**Activity:**
Each line below must be transcribed exactly, and no picture may appear in the transcription.

**Extracted information:**
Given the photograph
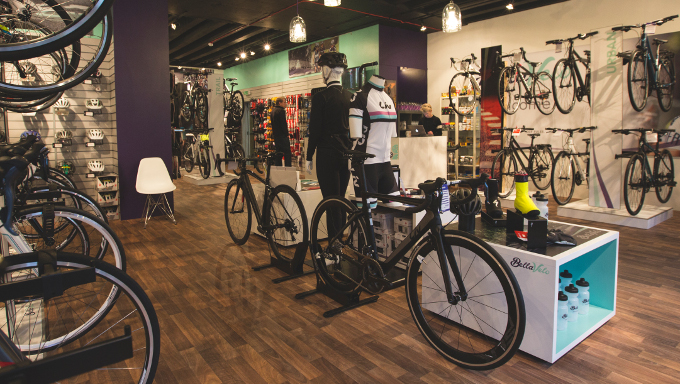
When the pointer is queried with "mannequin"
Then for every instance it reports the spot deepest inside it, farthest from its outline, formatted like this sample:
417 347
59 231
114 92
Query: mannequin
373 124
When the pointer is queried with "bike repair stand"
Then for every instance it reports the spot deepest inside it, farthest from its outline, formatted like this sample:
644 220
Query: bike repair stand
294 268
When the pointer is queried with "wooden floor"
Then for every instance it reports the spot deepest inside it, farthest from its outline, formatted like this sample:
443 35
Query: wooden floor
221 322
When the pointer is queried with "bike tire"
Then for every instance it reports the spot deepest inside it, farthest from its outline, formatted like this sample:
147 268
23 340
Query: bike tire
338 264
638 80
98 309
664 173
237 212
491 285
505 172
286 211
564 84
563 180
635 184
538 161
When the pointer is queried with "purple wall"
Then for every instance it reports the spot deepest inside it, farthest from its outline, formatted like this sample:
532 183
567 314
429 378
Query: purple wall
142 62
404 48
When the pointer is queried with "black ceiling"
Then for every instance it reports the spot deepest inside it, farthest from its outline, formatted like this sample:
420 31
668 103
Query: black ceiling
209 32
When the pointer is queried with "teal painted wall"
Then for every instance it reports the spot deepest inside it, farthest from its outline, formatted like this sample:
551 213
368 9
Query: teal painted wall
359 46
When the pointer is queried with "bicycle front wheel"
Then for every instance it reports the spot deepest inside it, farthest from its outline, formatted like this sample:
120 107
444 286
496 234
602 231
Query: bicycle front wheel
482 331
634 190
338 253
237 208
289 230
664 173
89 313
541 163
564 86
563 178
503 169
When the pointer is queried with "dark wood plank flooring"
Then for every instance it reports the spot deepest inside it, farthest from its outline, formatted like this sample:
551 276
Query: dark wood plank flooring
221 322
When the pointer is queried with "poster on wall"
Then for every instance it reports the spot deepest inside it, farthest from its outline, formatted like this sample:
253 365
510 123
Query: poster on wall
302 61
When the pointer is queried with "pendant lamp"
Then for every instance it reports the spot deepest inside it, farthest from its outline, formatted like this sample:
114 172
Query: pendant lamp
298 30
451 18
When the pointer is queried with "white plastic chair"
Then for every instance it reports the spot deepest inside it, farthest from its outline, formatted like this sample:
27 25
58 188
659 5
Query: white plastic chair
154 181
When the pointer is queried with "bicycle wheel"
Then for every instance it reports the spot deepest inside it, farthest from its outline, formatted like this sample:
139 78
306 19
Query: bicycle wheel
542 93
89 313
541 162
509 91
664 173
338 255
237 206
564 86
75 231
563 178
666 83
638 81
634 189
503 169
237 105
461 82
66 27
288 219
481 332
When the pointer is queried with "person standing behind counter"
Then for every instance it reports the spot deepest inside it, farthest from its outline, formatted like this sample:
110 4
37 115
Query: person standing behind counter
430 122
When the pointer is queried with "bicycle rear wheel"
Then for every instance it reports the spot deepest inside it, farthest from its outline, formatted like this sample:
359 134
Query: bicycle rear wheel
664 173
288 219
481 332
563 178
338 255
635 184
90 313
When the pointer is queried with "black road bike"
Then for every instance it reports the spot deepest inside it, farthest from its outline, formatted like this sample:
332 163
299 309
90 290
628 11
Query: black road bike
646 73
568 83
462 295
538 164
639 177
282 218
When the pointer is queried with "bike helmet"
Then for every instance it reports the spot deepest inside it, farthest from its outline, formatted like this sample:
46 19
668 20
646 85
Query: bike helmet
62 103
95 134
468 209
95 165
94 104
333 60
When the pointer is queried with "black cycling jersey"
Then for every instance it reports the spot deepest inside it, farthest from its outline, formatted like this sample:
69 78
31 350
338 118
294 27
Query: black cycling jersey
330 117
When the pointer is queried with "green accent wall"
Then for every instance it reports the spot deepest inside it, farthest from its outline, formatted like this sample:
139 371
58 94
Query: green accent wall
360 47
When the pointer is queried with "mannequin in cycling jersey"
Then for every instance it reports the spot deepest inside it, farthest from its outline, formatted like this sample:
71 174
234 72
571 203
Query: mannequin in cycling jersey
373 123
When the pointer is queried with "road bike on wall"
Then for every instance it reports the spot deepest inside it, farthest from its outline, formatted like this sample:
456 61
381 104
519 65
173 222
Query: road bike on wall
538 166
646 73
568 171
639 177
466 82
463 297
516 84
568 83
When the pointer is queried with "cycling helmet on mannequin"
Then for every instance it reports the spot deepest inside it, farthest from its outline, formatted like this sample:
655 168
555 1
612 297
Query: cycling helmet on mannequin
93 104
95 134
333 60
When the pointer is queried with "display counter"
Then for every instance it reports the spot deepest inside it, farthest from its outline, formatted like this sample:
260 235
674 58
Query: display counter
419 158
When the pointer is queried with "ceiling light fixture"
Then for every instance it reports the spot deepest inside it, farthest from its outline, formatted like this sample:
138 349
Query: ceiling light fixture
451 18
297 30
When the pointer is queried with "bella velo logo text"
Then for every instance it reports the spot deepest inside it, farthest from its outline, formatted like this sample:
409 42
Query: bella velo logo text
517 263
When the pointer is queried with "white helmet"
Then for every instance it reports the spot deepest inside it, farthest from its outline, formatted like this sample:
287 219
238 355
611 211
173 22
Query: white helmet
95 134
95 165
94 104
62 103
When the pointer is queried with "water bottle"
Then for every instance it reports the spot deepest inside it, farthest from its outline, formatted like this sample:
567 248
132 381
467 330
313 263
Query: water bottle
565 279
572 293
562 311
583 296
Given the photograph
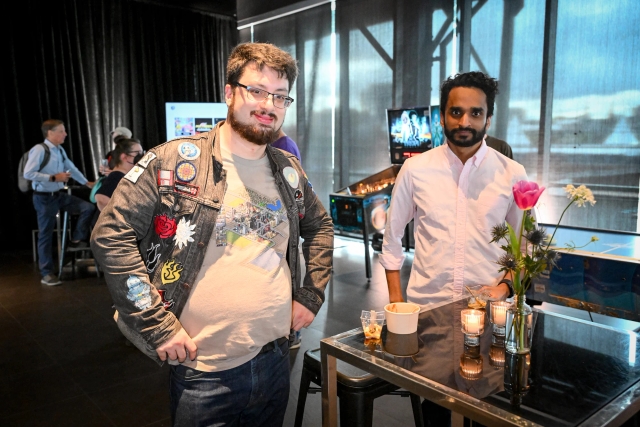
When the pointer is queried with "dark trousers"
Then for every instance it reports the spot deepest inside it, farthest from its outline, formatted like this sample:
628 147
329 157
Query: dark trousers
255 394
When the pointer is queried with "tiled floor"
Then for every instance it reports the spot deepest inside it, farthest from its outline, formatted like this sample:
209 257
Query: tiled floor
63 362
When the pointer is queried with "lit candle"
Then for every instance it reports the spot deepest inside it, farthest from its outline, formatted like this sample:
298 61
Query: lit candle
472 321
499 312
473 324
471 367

**Solution to this problem:**
Given the photograph
When the pointer is queried with "mannequin"
Then for every instance it reports the spot deepest inside it, farthest from its outline, formatted like this sample:
417 347
59 231
114 92
Query: mannequin
373 124
When the pointer is queried with "bike repair stand"
Then for every instance it reports the spot deepest inside it, farthest from its outline, formatted like this sample:
644 220
Query: bike repair stand
294 268
When the pointer is queried with "wooden floor"
Then for every instance it reports the spot deepest inside it, farthest from its outline, formatted like this sample:
443 35
Query: wooden floor
221 322
When the pointer is queried with "bike tire"
Then for every instance it reports the spot deepest inside it, farthest from its outline, formatted like this sample:
147 268
23 340
Query: bike tire
338 264
638 80
98 309
664 173
237 212
491 285
505 172
286 211
564 84
563 180
635 184
538 161
When the pointer is queried with "purple wall"
Then for every instance it reports the spot deepest inside it, farthest from its outline, formatted like this sample:
532 183
567 314
429 378
Query: purple wall
142 62
404 48
When the pointer is queried with "black ceiling"
Then for every instance it reports the spot deepest inside it, farthest from its outline, formatted like this sample:
420 31
668 103
Query: black ceiling
209 32
When the pointer is queried with "teal painted wall"
Then for every instance it reports the spot deepest inside it, farthest from its outline, formatted like this sample:
551 213
368 9
Query: teal painted wall
359 46
When the pointer is queried with "bicycle front wheel"
Then for every instance it reports the spot deepest inside it, farthest from its outline, formatted like this sample:
120 107
444 286
496 234
602 231
Query: bicycle front wheel
482 331
634 190
338 253
237 208
289 230
664 173
89 313
541 163
564 86
563 178
503 169
When the pointer is queried with "dark wood plank flooring"
Then for every instance it reports the spot deepest inside it, farthest from its outline, formatted like this sample:
551 276
Query: dark wood plank flooring
221 322
When the pointer is queried with "poster on wall"
Then for every instance it reports the spot deepest inside it, farthest from its outline, formatted like this sample:
253 365
510 123
Query: poster on wall
302 61
When the pointer is queried with "pendant lamp"
Then for every instance it reports the spot deepest inside it, farthest from its outline, formatted like this sample:
114 172
Query: pendant lamp
298 30
451 18
When the pointer is queried with "white plastic chair"
Then for every instance it reports the spot deepest inside it, farthest from its outline, formatted like this sample:
27 25
58 188
659 5
Query: white plastic chair
154 181
When the pointer is queried with "bicycle wheel"
Then for every instance it reports the spot deepest inside it, farthest from its outline, formatted like this sample:
139 78
306 19
Query: bicycle wheel
542 93
89 313
541 162
509 91
664 173
338 255
237 206
564 86
75 231
563 178
666 83
638 81
634 189
503 169
237 105
461 82
66 27
288 219
481 332
When the pointer is queried with "person standing behind counter"
Then for every instance it reports the spot deepest inside it, farthest from its outline, formatted like this sample:
110 4
37 115
Query: person standing behind counter
430 122
When the pointer is queried with "bicycle rear wheel"
Then for every instance it reports the spot deepest inside it, farthest from its outline, formatted like this sample:
359 134
Query: bicycle rear wheel
664 173
288 219
481 332
563 178
338 255
635 184
90 313
When the pointer is queried with "black road bike"
Then for every instance it reports the spot deepest inside it, farthest from its outline, formatted like this sample:
332 163
299 309
90 290
628 11
Query: black road bike
646 73
568 83
462 295
538 164
639 177
282 218
When the pointer is queried with "bike helmet"
Then for every instance it reports the spot deepest inside it, farthest from its outline, formatted like this sample:
46 19
668 20
646 85
Query: bike helmet
62 103
95 134
468 209
95 165
94 104
333 60
When the pointer is queried with "black cycling jersey"
Then for every instance it reports the spot deepest inside it, farthest from its outline, formatted like this sample:
69 78
31 350
338 118
294 27
Query: black cycling jersey
330 117
When the pointer is queried with "green accent wall"
Then for every instance it reports the spot deepest inside it, farthest from its outline, formatted like this sample:
139 371
58 94
Query: green accent wall
360 47
When the pointer is queried with "mannequin in cycling jersey"
Then for every instance it reports the spot deepest inside it, farthest from its outline, formatted like this sample:
71 174
234 72
571 203
Query: mannequin in cycling jersey
373 123
When the pointer is queried with "road bike on wall"
Then for every instance it reports the spot deepest inside it, farthest from its outline, formatted like this sample:
456 61
381 104
519 65
173 222
Query: road bike on wall
538 166
646 73
568 171
639 177
466 82
463 297
516 84
568 83
When the pointer is queried with "cycling helmet on mannequin"
Then for every instance it reports the spot deepest inside it, farthest from its outline, formatted like this sample:
655 168
555 1
612 297
Query: cycling helmet on mannequin
93 104
95 134
333 60
When the pointer is queried with "display counter"
Then for every instance it reports the spot deepest inside it, farthest from its outline, formatted like this sample:
260 235
674 58
Query: display counter
419 158
When the pointer is queried with "ceiling light fixture"
Then for every instance it reports the spot deepest inside it, farthest from its outline, formatted like this sample:
138 349
Query: ceiling light fixture
451 18
297 30
When the pointer is queried with "bella velo logo text"
Then for every instance it reports the spot deepest inside it, farthest from its outline, formatted like this sample:
409 42
Query: bella velo logo text
517 263
When the pointer is queried with "white helmet"
Then for every instance it reports the spot deepest inside it, farthest from its outline, formatted like this sample:
287 219
238 355
611 211
173 22
Query: white helmet
95 134
95 165
94 104
62 103
When the pointer is queried with "water bottle"
Then for every instance it reports the spot deepest inside it, farthest from its outline, formatted like this sample:
567 248
132 381
467 330
313 263
Query: water bottle
565 279
572 293
562 311
583 296
Given the photograph
When the pointer is queried with "dark trousers"
Then for every instance it reports the spot deepest inside it, farthest from its outline, formatted like this sample:
628 147
329 157
Query: dark trousers
255 394
When the pointer is queried with "tiled floor"
Then for every instance it reports the spot deepest inside it, farthest from its outline, formatted like this sample:
209 257
Query: tiled floor
63 362
When the pointer is queried with "lit candle"
Then for every instance it reports the spot deepest inside it, farthest from its outline, formatted like this sample:
298 61
Query: lit candle
472 321
499 312
473 324
471 367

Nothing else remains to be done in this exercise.